◆ **EXERCISE TEXT**:
AK`BAR, the great Mogul emperor of India, who, after a minority of a
few years, assumed the reins of government at the age of eighteen, and in
ten or twelve years, such was his power of conquest, had the whole of
India north of the Vindhya Mts. subject to his rule. He was wise in
government as well as powerful in war, and one of the most large-minded
and largest-hearted rulers recorded in history. He reigned half a century
(1542-1605).
AKENSIDE, MARK, an English physician, who wrote, among other
productions and pieces, the "Hymn to the Naiads," especially a poem
entitled the "Pleasures of Imagination," much quoted from at one time,
and suggested by the study of Addison on the Imagination in the
_Spectator_ (1721-1770).
AKERS, B. P., an able American sculptor (1825-1861).
AKERMAN` (55), a fortified town in Bessarabia, at the mouth of the
Dniester.
AKIBA, BEN JOSEPH, a famous Jewish rabbi of the 2nd century, a great
authority in the matter of Jewish tradition, flayed alive by the Romans
for being concerned in a revolt in 135.
AKKAS, a wandering race of negro dwarfs in Central Africa, with
large heads and slender necks, who live by hunting.
AKRON (27), a town in Ohio, U.S., seat of manufactures and centre
of traffic.
AKSAKOF`, a Russian litterateur and advocate of Panslavism
(1823-1886).
AKSU (20), a trading town in E. Turkestan, 250 m. NE. of Yarkand.
AK`YAB (37), the capital of Aracan, in British Burmah, 90 m. SE. of
Calcutta.
AL RAKIM, the dog that guarded the SEVEN SLEEPERS (q. v.),
and that stood by them all through their long sleep.
ALABA`MA (1,513), one of the United States of N. America, traversed
by a river of the name, a little larger than England, highly fertile and
a great cotton-growing country, and abounding in iron, coal, and marble,
bounded on the W. by the Mississippi, on the N. by Tennessee, and the E.
by Georgia.
ALABAMA, THE, a vessel built in Birkenhead for the Confederates in
the late American Civil War, for the devastation done by which, according
to the decision of a court of arbitration, the English Government had to
pay heavy damages of three millions of money.
ALACOQUE, MARIE, a French nun of a mystic tendency, the founder of
the devotion of the Sacred Heart (1647-1690).
ALAD`DIN, one of the chiefs of the Assassins in the 13th century,
better known by the name of the Old Man of the Mountain.
ALADDIN, a character in the "Arabian Nights," who became possessed
of a wonderful lamp and a wonderful ring, by rubbing which together he
could call two evil genii to do his bidding.
ALADINISTS, free-thinkers among the Mohammedans.
ALAGO`AS (397), a maritime province of Brazil, N. of Pernambuco,
with tropical products as well as fine timber and dye-woods.
ALAIN DE L'ISLE, a professor of theology in the University of Paris,
surnamed the _Doctor universel_ (1114-1203).
ALAINS. See ALANS.
ALAIS` (18), a town at the foot of the Cevennes, in the centre of a
mining district; once the stronghold of French Protestantism.
ALAMAN`NI, LUIGI, an Italian poet and diplomatist, born at Florence
(1495-1556).

◆ **DATA TO EXAMINE**:
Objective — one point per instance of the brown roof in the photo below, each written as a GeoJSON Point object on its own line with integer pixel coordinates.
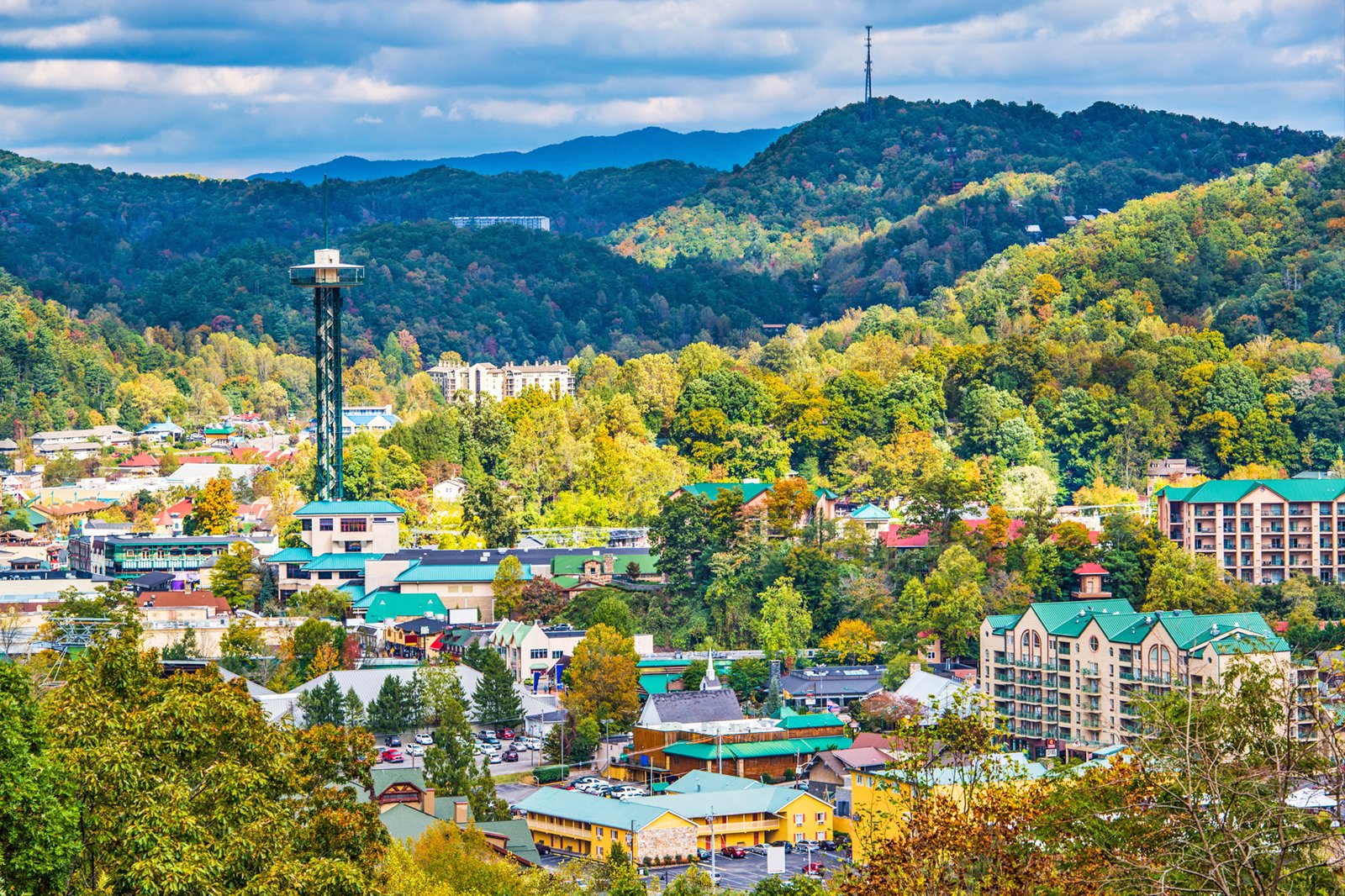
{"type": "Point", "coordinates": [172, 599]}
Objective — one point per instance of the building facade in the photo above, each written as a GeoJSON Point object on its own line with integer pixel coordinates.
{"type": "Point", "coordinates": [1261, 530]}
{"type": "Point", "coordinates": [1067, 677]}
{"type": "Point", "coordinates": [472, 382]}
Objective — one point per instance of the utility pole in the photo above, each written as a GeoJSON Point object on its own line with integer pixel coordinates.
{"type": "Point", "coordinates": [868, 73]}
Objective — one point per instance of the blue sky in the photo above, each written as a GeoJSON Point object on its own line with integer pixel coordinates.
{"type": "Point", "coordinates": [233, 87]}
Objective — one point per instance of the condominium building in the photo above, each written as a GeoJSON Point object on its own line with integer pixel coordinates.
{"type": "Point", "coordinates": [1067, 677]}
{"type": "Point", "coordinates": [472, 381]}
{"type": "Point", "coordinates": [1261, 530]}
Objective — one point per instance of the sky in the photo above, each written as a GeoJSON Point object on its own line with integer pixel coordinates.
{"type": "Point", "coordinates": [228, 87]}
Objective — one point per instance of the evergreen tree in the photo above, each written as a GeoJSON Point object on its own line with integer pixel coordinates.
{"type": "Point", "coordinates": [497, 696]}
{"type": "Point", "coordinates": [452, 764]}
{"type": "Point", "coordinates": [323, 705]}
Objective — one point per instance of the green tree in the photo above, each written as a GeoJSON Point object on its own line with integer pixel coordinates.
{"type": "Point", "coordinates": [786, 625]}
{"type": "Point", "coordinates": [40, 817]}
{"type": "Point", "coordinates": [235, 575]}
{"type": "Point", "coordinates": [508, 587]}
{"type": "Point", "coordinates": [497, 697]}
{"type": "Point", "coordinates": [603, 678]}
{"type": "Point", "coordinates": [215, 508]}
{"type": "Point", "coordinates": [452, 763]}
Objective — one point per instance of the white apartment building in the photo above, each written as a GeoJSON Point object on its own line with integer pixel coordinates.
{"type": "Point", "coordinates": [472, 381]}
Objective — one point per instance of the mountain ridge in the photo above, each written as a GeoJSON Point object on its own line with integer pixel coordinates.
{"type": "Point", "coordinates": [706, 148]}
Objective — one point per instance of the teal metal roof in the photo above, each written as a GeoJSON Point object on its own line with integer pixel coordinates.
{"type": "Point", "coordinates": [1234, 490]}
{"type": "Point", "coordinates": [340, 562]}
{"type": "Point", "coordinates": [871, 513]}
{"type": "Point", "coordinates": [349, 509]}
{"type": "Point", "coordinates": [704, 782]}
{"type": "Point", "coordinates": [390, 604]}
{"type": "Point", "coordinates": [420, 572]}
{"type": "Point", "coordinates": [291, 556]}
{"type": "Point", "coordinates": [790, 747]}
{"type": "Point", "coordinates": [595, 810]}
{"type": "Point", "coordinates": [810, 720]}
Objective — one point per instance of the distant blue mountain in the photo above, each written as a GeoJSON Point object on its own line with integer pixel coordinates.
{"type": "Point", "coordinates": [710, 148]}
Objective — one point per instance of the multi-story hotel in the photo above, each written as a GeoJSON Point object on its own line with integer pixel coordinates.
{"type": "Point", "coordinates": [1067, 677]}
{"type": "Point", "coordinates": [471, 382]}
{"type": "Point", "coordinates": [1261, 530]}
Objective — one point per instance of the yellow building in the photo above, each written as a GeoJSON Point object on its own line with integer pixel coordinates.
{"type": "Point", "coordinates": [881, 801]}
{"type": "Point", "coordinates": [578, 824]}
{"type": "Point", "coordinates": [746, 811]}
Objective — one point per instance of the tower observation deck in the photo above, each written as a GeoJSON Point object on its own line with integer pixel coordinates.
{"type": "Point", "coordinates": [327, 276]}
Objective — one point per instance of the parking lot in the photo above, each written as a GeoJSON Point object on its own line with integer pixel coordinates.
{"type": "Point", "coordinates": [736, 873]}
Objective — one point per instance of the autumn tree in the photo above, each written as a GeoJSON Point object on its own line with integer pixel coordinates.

◆ **DESCRIPTION OF THE TASK**: List every entry heading in the dictionary excerpt above whose entry calls the subject a town.

◆ **WRITTEN REPLY**: AKERMAN, AKRON, AKSU, ALAIS